Als gebruikers vooraf toestemming moeten geven voor het indexeren van wifi-toegangspunten, heeft locatiebepaling weinig zin. Dat blijkt uit de woorden van Googles hoogste privacybaas. Het bedrijf kiest daarom voor opt-out.
Vorige week bleek dat Tweede Kamerleden niet tevreden waren met een opt-out-mogelijkheid voor mensen die wilden voorkomen dat hun router werd opgenomen in een database met locatiegegevens. In plaats daarvan pleitte de Tweede Kamer voor opt-in, waarbij gebruikers bewust toestemming moeten geven voordat ze worden opgenomen. Locatiebepaling via wifi-toegangspunten wordt gebruikt om mobiele telefoons sneller en betrouwbaarder hun locatie te laten opzoeken.

→ AANGELEVERD MATERIAAL

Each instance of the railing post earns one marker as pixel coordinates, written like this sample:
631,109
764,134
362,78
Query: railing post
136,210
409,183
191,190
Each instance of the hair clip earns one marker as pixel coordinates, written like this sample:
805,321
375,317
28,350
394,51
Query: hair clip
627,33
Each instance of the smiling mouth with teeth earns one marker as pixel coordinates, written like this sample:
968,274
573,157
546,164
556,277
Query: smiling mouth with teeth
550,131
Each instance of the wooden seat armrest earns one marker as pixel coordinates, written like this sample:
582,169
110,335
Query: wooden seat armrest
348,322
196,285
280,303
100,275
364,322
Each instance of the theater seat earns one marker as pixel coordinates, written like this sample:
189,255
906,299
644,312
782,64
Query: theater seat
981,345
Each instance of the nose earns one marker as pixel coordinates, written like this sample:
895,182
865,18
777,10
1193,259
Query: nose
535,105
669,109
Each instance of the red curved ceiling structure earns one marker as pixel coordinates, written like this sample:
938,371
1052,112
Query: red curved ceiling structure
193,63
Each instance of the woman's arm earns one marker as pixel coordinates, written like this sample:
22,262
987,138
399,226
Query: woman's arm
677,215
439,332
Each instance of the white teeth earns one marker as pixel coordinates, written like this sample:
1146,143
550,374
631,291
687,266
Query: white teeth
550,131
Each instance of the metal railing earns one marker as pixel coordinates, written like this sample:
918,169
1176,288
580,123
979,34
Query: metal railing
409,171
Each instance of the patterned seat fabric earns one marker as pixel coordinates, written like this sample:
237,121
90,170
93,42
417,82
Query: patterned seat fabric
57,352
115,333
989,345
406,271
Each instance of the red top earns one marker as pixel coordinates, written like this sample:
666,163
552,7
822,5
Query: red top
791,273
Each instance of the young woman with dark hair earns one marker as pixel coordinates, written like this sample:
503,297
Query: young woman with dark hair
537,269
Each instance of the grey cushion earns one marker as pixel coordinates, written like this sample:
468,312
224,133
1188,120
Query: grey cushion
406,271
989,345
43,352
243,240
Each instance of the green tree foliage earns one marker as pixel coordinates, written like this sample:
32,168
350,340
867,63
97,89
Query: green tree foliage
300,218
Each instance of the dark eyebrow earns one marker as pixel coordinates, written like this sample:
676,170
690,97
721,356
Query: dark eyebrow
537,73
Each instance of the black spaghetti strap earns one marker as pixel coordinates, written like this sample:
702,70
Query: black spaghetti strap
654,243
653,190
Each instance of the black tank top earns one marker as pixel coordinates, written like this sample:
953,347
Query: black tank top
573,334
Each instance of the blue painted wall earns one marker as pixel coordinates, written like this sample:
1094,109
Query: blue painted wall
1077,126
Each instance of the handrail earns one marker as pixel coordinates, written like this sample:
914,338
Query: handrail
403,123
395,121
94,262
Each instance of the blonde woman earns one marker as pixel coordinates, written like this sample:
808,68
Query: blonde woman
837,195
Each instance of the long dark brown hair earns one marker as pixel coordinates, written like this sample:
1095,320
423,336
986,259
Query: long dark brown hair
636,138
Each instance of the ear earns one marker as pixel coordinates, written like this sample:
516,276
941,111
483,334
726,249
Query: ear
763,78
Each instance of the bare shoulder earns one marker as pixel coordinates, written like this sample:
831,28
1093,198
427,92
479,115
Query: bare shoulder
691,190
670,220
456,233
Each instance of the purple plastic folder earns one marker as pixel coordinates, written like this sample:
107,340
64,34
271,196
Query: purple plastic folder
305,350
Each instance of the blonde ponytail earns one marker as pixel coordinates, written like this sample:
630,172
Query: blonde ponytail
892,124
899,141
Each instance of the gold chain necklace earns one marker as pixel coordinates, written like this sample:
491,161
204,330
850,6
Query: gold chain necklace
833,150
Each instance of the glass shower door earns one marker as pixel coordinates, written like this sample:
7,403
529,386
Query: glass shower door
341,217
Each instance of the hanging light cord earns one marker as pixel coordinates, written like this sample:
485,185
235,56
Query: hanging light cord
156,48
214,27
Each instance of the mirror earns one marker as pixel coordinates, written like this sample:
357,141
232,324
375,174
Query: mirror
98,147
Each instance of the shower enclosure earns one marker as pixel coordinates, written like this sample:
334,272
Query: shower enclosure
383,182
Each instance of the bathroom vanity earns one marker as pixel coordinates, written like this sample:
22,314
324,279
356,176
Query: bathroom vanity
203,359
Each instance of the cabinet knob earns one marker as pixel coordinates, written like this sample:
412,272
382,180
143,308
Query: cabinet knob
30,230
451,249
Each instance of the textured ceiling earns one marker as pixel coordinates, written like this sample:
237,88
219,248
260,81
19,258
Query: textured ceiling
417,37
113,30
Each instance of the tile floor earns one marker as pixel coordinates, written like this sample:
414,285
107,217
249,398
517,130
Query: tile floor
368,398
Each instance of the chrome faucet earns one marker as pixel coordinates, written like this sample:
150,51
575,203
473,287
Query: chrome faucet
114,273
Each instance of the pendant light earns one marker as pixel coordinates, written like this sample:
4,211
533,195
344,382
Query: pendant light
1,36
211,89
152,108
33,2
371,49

→ OPDRACHT
Geef alle verschillende woorden met een koppelteken uit de tekst over locatiebepaling via wifi, in de volgorde waarin ze voor het eerst voorkomen.

→ OPLOSSING
wifi-toegangspunten
opt-out
opt-out-mogelijkheid
opt-in